**WHAT THIS TASK INVOLVES**
Each line of the listing where the string "panel" appears is to be identified and copied.

MATERIAL FOR THE TASK START

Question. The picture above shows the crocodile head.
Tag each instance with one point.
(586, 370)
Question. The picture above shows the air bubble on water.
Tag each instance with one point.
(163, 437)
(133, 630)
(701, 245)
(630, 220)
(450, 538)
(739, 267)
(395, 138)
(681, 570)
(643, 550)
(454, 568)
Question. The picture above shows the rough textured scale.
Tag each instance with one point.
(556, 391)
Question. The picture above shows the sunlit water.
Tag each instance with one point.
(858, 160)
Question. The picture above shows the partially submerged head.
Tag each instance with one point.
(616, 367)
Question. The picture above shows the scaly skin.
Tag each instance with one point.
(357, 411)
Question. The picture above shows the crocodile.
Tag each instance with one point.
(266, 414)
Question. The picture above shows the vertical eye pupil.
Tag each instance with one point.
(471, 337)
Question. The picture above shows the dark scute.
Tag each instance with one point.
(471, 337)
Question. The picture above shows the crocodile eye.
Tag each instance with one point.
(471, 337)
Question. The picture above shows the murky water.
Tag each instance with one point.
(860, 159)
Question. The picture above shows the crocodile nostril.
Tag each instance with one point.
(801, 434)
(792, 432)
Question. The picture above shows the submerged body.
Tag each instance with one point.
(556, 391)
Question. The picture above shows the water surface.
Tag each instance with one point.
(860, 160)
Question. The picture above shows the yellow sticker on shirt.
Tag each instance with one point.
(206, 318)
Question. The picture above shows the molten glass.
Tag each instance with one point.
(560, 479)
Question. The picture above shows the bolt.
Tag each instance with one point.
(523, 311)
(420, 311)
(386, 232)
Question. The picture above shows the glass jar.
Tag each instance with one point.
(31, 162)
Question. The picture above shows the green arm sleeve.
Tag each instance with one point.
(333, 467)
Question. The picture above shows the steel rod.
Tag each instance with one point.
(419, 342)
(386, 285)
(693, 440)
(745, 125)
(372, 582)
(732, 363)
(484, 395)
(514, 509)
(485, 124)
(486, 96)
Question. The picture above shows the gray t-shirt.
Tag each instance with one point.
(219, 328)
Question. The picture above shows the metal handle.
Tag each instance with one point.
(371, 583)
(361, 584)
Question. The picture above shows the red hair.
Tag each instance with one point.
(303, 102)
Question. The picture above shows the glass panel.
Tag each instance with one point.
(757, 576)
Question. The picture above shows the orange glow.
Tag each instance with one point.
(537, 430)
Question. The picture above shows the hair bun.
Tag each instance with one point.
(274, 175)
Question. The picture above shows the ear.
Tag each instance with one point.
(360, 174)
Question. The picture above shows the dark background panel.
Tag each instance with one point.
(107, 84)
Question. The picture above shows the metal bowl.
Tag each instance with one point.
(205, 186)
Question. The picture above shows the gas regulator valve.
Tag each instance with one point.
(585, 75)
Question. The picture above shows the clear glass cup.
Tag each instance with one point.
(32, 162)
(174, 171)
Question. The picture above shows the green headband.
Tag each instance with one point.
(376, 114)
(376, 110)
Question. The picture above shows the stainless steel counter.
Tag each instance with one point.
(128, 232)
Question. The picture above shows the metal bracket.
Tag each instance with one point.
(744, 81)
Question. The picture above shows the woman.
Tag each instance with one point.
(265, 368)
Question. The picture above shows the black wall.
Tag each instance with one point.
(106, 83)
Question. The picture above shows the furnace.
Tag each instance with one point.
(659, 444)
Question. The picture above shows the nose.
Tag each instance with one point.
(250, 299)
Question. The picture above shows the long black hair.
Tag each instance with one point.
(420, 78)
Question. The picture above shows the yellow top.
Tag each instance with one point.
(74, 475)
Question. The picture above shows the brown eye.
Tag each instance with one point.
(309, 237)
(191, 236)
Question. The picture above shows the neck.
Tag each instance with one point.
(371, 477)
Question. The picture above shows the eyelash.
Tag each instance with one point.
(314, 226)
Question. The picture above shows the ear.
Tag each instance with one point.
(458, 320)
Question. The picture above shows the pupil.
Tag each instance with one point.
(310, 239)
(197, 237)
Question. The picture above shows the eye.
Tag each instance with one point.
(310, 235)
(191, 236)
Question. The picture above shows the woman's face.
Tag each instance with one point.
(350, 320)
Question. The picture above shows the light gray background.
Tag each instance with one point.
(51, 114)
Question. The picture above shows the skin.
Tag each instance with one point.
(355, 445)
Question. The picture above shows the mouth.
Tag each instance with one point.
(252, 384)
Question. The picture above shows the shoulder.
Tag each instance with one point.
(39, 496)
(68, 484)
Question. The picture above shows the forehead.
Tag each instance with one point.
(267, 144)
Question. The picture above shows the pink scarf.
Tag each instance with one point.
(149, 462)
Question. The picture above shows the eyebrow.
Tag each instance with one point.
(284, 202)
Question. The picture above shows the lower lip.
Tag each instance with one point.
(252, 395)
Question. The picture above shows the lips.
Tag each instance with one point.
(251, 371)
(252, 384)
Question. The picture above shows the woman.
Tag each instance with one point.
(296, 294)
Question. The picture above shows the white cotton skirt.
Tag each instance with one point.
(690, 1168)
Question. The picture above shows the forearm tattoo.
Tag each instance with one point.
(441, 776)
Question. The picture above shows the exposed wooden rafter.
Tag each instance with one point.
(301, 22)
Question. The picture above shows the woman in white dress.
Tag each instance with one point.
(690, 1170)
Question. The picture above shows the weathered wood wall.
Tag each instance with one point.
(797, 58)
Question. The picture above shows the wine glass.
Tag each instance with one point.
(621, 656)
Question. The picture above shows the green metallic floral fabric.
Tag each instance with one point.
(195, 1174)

MATERIAL FOR THE TASK END

**EXERCISE OUTPUT**
Question. The picture above shows the glass panel.
Question. The picture above shows the dark background panel.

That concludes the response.